→ **Travail demandé**:
Comptez les lignes de la liste ci-dessous qui contiennent la chaîne « pillow », en tenant compte de la casse. Donnez uniquement ce nombre, s'il vous plaît.

────────

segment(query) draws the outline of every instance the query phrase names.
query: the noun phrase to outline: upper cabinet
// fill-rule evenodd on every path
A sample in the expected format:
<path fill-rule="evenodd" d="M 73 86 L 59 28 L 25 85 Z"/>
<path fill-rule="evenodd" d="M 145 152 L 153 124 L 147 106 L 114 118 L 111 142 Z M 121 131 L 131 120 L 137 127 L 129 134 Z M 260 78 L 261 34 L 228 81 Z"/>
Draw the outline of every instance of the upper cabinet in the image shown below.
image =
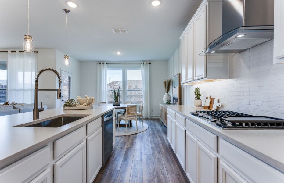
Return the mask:
<path fill-rule="evenodd" d="M 206 5 L 202 7 L 194 20 L 194 79 L 206 77 L 206 57 L 199 55 L 206 47 Z M 191 52 L 192 50 L 188 50 Z"/>
<path fill-rule="evenodd" d="M 284 1 L 274 1 L 274 63 L 284 63 Z"/>
<path fill-rule="evenodd" d="M 222 0 L 204 0 L 180 38 L 182 84 L 229 79 L 228 56 L 201 53 L 222 35 Z"/>

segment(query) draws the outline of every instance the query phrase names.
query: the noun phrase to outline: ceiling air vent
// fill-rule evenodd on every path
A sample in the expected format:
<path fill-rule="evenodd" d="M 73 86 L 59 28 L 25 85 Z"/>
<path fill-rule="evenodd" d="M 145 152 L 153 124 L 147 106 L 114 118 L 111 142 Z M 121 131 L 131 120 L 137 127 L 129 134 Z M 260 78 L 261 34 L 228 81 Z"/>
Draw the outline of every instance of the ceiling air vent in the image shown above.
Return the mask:
<path fill-rule="evenodd" d="M 128 32 L 127 29 L 113 29 L 114 33 L 126 33 Z"/>

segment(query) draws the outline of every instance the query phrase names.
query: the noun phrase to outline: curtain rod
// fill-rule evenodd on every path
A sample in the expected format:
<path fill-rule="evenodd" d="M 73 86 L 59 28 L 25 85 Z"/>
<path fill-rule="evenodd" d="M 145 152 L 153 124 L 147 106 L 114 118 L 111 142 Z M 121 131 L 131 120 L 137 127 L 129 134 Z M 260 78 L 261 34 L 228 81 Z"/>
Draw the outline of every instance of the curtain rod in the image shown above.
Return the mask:
<path fill-rule="evenodd" d="M 11 51 L 11 53 L 14 53 L 16 52 L 16 51 Z M 0 51 L 0 52 L 8 52 L 8 51 Z M 19 51 L 19 52 L 20 53 L 22 53 L 24 52 L 24 51 Z M 38 51 L 34 51 L 34 53 L 38 53 Z"/>
<path fill-rule="evenodd" d="M 118 64 L 118 63 L 123 63 L 123 64 L 125 64 L 125 63 L 141 63 L 142 62 L 124 62 L 124 63 L 106 63 L 106 64 Z M 151 62 L 146 62 L 146 63 L 146 63 L 146 64 L 151 64 Z M 104 63 L 98 63 L 99 64 L 105 64 Z"/>

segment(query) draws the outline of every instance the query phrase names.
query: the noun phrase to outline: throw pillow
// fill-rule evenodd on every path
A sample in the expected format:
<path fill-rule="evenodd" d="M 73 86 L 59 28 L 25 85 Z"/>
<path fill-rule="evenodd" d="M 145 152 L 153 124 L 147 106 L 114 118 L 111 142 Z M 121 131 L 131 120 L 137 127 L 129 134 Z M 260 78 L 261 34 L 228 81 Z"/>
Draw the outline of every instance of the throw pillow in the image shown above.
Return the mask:
<path fill-rule="evenodd" d="M 2 106 L 5 106 L 6 105 L 9 105 L 9 101 L 8 101 L 8 102 L 5 102 L 4 104 L 3 104 L 3 105 L 2 105 Z"/>

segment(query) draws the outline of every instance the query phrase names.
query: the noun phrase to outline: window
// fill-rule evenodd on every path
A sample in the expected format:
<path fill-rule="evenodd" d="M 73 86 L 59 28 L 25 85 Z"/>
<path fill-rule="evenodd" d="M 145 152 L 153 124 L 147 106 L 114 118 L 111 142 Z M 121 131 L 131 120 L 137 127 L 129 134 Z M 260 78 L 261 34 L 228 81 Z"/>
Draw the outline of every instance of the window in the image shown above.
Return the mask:
<path fill-rule="evenodd" d="M 126 101 L 143 102 L 143 90 L 141 69 L 126 70 Z"/>
<path fill-rule="evenodd" d="M 0 61 L 0 103 L 7 102 L 7 85 L 6 61 Z"/>
<path fill-rule="evenodd" d="M 118 102 L 122 102 L 122 70 L 121 69 L 107 69 L 107 103 L 114 102 L 113 97 L 113 88 L 117 93 L 119 88 Z"/>

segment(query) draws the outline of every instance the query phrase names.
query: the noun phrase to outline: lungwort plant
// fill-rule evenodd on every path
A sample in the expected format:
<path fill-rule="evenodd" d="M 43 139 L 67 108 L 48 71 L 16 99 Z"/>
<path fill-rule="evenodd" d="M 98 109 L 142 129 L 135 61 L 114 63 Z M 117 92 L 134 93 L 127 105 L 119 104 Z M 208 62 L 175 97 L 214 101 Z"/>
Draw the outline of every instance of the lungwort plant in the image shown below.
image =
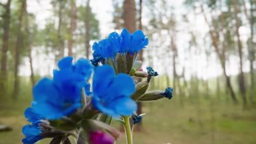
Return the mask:
<path fill-rule="evenodd" d="M 131 34 L 124 29 L 95 43 L 93 59 L 61 59 L 53 78 L 41 79 L 33 89 L 34 101 L 25 111 L 31 124 L 23 127 L 23 143 L 51 138 L 51 144 L 113 144 L 120 135 L 110 126 L 115 121 L 124 124 L 127 143 L 132 143 L 130 123 L 142 119 L 136 102 L 172 97 L 170 87 L 147 91 L 158 74 L 150 67 L 143 71 L 137 57 L 148 43 L 141 31 Z"/>

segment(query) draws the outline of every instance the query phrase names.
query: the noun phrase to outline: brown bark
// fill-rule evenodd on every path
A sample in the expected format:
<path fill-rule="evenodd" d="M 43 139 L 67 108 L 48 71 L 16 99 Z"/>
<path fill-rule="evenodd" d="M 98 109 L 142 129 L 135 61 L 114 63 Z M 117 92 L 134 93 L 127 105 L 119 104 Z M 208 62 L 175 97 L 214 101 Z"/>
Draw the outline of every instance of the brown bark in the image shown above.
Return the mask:
<path fill-rule="evenodd" d="M 220 50 L 219 50 L 219 46 L 218 46 L 218 39 L 216 37 L 216 35 L 214 34 L 214 32 L 212 29 L 212 27 L 211 24 L 210 23 L 209 21 L 208 21 L 208 19 L 207 19 L 207 18 L 206 17 L 206 14 L 205 13 L 205 10 L 204 10 L 204 9 L 203 9 L 203 6 L 202 5 L 202 4 L 201 4 L 201 9 L 202 13 L 203 13 L 203 17 L 205 18 L 205 21 L 206 21 L 206 23 L 208 25 L 209 28 L 210 28 L 210 33 L 211 38 L 212 40 L 212 43 L 213 43 L 213 47 L 214 47 L 214 50 L 215 50 L 215 51 L 216 51 L 216 53 L 217 53 L 217 54 L 218 55 L 218 57 L 219 57 L 219 60 L 220 61 L 220 65 L 221 65 L 222 68 L 223 69 L 223 74 L 224 74 L 224 75 L 225 76 L 225 79 L 226 80 L 226 86 L 228 87 L 228 88 L 230 91 L 231 97 L 231 98 L 232 98 L 233 101 L 235 103 L 237 103 L 237 99 L 236 99 L 236 95 L 235 94 L 233 88 L 232 88 L 232 85 L 231 84 L 230 78 L 229 77 L 229 76 L 228 76 L 228 75 L 226 74 L 225 59 L 225 57 L 224 57 L 225 56 L 224 54 L 225 54 L 225 51 L 224 51 L 225 49 L 223 50 L 223 54 L 222 54 Z"/>
<path fill-rule="evenodd" d="M 75 1 L 71 1 L 71 17 L 70 22 L 70 38 L 68 39 L 68 55 L 72 56 L 73 55 L 72 47 L 74 43 L 73 35 L 77 27 L 77 7 L 75 5 Z"/>
<path fill-rule="evenodd" d="M 86 4 L 86 16 L 84 21 L 84 24 L 85 26 L 85 51 L 86 51 L 86 57 L 89 58 L 90 53 L 90 40 L 91 40 L 90 31 L 91 31 L 91 7 L 90 7 L 90 0 L 87 1 Z"/>
<path fill-rule="evenodd" d="M 240 69 L 239 70 L 240 71 L 240 74 L 238 76 L 238 83 L 239 83 L 239 89 L 240 92 L 242 94 L 242 98 L 243 99 L 243 104 L 245 105 L 247 104 L 247 100 L 246 100 L 246 89 L 245 87 L 245 75 L 243 71 L 243 53 L 242 53 L 242 44 L 241 43 L 240 40 L 240 34 L 239 33 L 239 19 L 238 17 L 238 8 L 237 8 L 237 0 L 234 1 L 235 3 L 234 4 L 234 8 L 235 10 L 235 18 L 236 21 L 236 37 L 237 38 L 237 45 L 238 49 L 238 55 L 239 55 L 239 64 L 240 64 Z"/>
<path fill-rule="evenodd" d="M 17 32 L 17 40 L 16 42 L 16 47 L 15 50 L 15 65 L 14 65 L 14 91 L 13 93 L 13 98 L 14 100 L 17 100 L 18 95 L 19 92 L 19 67 L 20 65 L 20 50 L 22 48 L 22 33 L 21 32 L 21 27 L 22 27 L 22 21 L 24 13 L 26 11 L 26 0 L 23 0 L 21 3 L 21 12 L 19 17 L 19 26 Z"/>
<path fill-rule="evenodd" d="M 130 33 L 133 33 L 136 29 L 136 9 L 135 7 L 135 0 L 125 0 L 123 3 L 124 13 L 123 15 L 124 21 L 124 27 L 127 29 Z M 139 110 L 139 104 L 138 105 L 138 110 Z M 138 125 L 137 125 L 138 126 Z M 140 130 L 141 127 L 136 126 L 133 130 Z M 136 129 L 135 129 L 135 128 Z M 121 125 L 120 128 L 121 131 L 124 131 L 124 127 Z"/>
<path fill-rule="evenodd" d="M 135 0 L 125 0 L 124 2 L 124 27 L 131 33 L 136 29 L 136 8 Z"/>
<path fill-rule="evenodd" d="M 31 37 L 31 33 L 30 32 L 30 27 L 29 27 L 29 20 L 28 20 L 28 13 L 27 11 L 27 5 L 26 3 L 25 5 L 25 10 L 26 10 L 26 32 L 27 35 L 27 44 L 26 46 L 27 46 L 28 49 L 28 59 L 30 60 L 30 79 L 31 80 L 31 84 L 32 86 L 33 87 L 34 86 L 34 84 L 36 83 L 35 80 L 34 80 L 34 70 L 33 68 L 33 60 L 32 60 L 32 41 L 31 39 L 32 38 Z"/>
<path fill-rule="evenodd" d="M 2 46 L 1 51 L 1 62 L 0 69 L 0 91 L 3 97 L 6 94 L 7 80 L 7 52 L 9 48 L 9 29 L 10 28 L 10 4 L 11 0 L 8 0 L 6 4 L 2 5 L 4 7 L 5 11 L 3 15 L 3 35 L 2 39 Z"/>
<path fill-rule="evenodd" d="M 139 0 L 139 29 L 142 30 L 142 0 Z M 139 60 L 141 61 L 143 61 L 143 50 L 142 49 L 139 51 Z M 142 79 L 139 79 L 139 81 L 141 81 Z M 140 101 L 137 101 L 137 104 L 138 105 L 138 110 L 137 110 L 137 113 L 138 115 L 140 115 L 142 113 L 142 103 Z M 142 130 L 142 122 L 138 123 L 136 127 L 135 127 L 134 130 L 140 131 Z"/>
<path fill-rule="evenodd" d="M 58 37 L 58 49 L 59 53 L 56 56 L 55 62 L 57 62 L 60 59 L 64 57 L 64 41 L 63 37 L 61 35 L 62 25 L 62 10 L 65 6 L 65 2 L 62 1 L 59 1 L 59 22 L 58 22 L 58 29 L 57 29 L 57 37 Z"/>
<path fill-rule="evenodd" d="M 253 25 L 254 24 L 255 17 L 253 14 L 253 5 L 255 3 L 253 3 L 253 0 L 250 1 L 251 9 L 250 9 L 250 27 L 251 27 L 251 40 L 250 45 L 249 46 L 249 61 L 250 61 L 250 75 L 251 75 L 251 81 L 252 89 L 254 88 L 254 69 L 253 69 L 253 63 L 255 61 L 255 49 L 254 49 L 254 43 L 253 43 L 254 36 L 254 29 Z M 254 1 L 255 2 L 255 1 Z M 252 95 L 252 96 L 253 95 Z"/>

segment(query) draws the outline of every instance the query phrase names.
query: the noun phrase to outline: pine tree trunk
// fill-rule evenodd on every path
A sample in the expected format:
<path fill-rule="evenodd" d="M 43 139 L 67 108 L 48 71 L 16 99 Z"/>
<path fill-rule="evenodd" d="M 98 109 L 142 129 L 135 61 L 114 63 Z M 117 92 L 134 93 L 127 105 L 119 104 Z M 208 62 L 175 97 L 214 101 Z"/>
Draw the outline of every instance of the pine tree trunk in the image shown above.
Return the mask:
<path fill-rule="evenodd" d="M 243 71 L 243 53 L 242 53 L 242 44 L 240 40 L 240 34 L 239 33 L 239 20 L 237 16 L 238 14 L 238 9 L 237 9 L 237 0 L 234 1 L 234 9 L 235 9 L 235 17 L 236 21 L 236 37 L 237 38 L 237 45 L 238 49 L 238 54 L 239 54 L 239 64 L 240 64 L 240 74 L 238 75 L 238 83 L 239 83 L 239 89 L 242 94 L 243 105 L 246 105 L 247 100 L 246 100 L 246 89 L 245 86 L 245 75 Z"/>
<path fill-rule="evenodd" d="M 125 0 L 124 2 L 124 27 L 131 33 L 136 29 L 136 8 L 135 0 Z"/>
<path fill-rule="evenodd" d="M 77 7 L 75 5 L 75 1 L 71 1 L 71 17 L 70 22 L 70 38 L 68 39 L 68 55 L 69 56 L 73 55 L 72 47 L 74 39 L 73 35 L 77 26 Z"/>
<path fill-rule="evenodd" d="M 90 0 L 87 0 L 87 4 L 86 7 L 86 17 L 85 19 L 84 25 L 85 26 L 85 51 L 86 52 L 86 55 L 87 58 L 89 58 L 90 54 L 90 40 L 91 40 L 90 31 L 91 31 L 91 7 L 90 6 Z"/>
<path fill-rule="evenodd" d="M 124 19 L 124 27 L 127 29 L 128 32 L 133 33 L 136 29 L 136 9 L 135 7 L 135 1 L 125 0 L 123 3 L 123 8 L 124 14 L 123 16 Z M 138 111 L 139 111 L 139 109 L 141 109 L 139 107 L 139 104 L 138 105 Z M 136 127 L 138 127 L 136 126 Z M 138 129 L 140 129 L 140 128 L 139 128 Z M 135 129 L 133 130 L 135 130 Z M 120 127 L 120 131 L 124 131 L 123 125 Z"/>
<path fill-rule="evenodd" d="M 2 47 L 1 53 L 1 62 L 0 69 L 0 97 L 2 98 L 7 94 L 7 52 L 9 47 L 9 29 L 10 20 L 10 4 L 11 0 L 8 0 L 4 5 L 5 11 L 3 16 L 3 35 L 2 39 Z"/>
<path fill-rule="evenodd" d="M 21 3 L 21 9 L 19 17 L 19 26 L 17 32 L 17 40 L 16 43 L 15 51 L 15 65 L 14 65 L 14 91 L 13 93 L 13 98 L 14 100 L 17 100 L 18 95 L 19 92 L 19 67 L 20 65 L 20 51 L 22 48 L 22 33 L 21 31 L 21 27 L 22 27 L 22 20 L 24 13 L 26 10 L 26 0 L 23 0 Z"/>
<path fill-rule="evenodd" d="M 58 49 L 59 53 L 56 56 L 55 63 L 57 63 L 60 59 L 64 57 L 64 41 L 62 35 L 61 35 L 62 23 L 62 10 L 64 9 L 65 2 L 62 1 L 59 1 L 59 22 L 57 29 L 57 38 L 58 38 Z"/>
<path fill-rule="evenodd" d="M 34 80 L 34 70 L 33 68 L 33 59 L 32 57 L 32 38 L 31 37 L 31 33 L 30 32 L 30 27 L 29 27 L 29 19 L 28 19 L 28 13 L 27 11 L 27 4 L 26 3 L 25 5 L 25 10 L 26 10 L 26 32 L 27 33 L 27 44 L 26 46 L 27 46 L 28 49 L 28 59 L 30 61 L 30 79 L 31 80 L 32 87 L 33 87 L 34 86 L 36 83 L 36 81 Z"/>
<path fill-rule="evenodd" d="M 139 0 L 139 29 L 142 30 L 142 0 Z M 139 60 L 141 61 L 143 61 L 143 50 L 142 49 L 139 51 Z M 139 79 L 139 81 L 141 81 L 142 80 L 141 79 Z M 137 111 L 137 113 L 138 115 L 140 115 L 142 113 L 142 103 L 140 101 L 137 102 L 137 104 L 138 105 L 138 110 Z M 142 130 L 142 121 L 140 123 L 138 123 L 137 125 L 135 127 L 134 130 L 140 131 Z"/>
<path fill-rule="evenodd" d="M 230 79 L 229 76 L 228 76 L 226 74 L 226 63 L 225 63 L 225 57 L 223 57 L 223 56 L 225 56 L 225 51 L 223 50 L 223 53 L 222 54 L 220 53 L 220 50 L 219 49 L 219 46 L 218 44 L 218 39 L 216 38 L 216 35 L 214 35 L 214 32 L 213 30 L 211 29 L 211 28 L 212 28 L 212 26 L 211 26 L 210 23 L 209 23 L 209 21 L 208 21 L 208 19 L 206 17 L 206 14 L 205 13 L 205 10 L 203 9 L 203 6 L 202 4 L 201 5 L 201 8 L 202 10 L 202 13 L 203 13 L 203 17 L 205 18 L 205 20 L 206 22 L 206 23 L 208 25 L 208 27 L 210 28 L 210 33 L 211 35 L 211 38 L 212 40 L 213 47 L 214 47 L 214 50 L 218 55 L 218 57 L 219 57 L 219 59 L 220 62 L 220 65 L 222 66 L 223 71 L 223 74 L 225 76 L 225 78 L 226 79 L 226 86 L 228 87 L 228 88 L 229 89 L 230 91 L 230 95 L 232 98 L 232 100 L 235 103 L 237 103 L 237 99 L 236 99 L 236 95 L 235 94 L 235 92 L 234 91 L 233 88 L 232 87 L 232 85 L 231 84 L 231 81 L 230 81 Z"/>
<path fill-rule="evenodd" d="M 254 2 L 254 3 L 253 3 Z M 253 7 L 255 3 L 255 1 L 250 0 L 251 8 L 250 8 L 250 29 L 251 29 L 251 38 L 249 41 L 249 45 L 248 46 L 248 52 L 249 52 L 249 60 L 250 62 L 250 75 L 251 75 L 251 87 L 252 89 L 254 88 L 254 69 L 253 69 L 253 63 L 255 61 L 255 49 L 254 49 L 254 43 L 253 43 L 254 36 L 254 24 L 255 21 L 255 17 L 253 14 Z M 255 7 L 254 7 L 255 9 Z M 251 97 L 253 94 L 251 95 Z"/>

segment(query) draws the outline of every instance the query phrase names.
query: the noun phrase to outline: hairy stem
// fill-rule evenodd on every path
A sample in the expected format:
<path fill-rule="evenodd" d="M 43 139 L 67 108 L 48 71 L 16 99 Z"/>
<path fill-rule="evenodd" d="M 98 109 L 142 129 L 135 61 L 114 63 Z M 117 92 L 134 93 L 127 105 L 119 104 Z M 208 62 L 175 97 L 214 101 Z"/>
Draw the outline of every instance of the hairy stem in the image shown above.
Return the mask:
<path fill-rule="evenodd" d="M 126 134 L 127 144 L 132 144 L 132 137 L 131 133 L 131 127 L 129 123 L 129 116 L 124 116 L 125 133 Z"/>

────────

→ **Résultat**:
2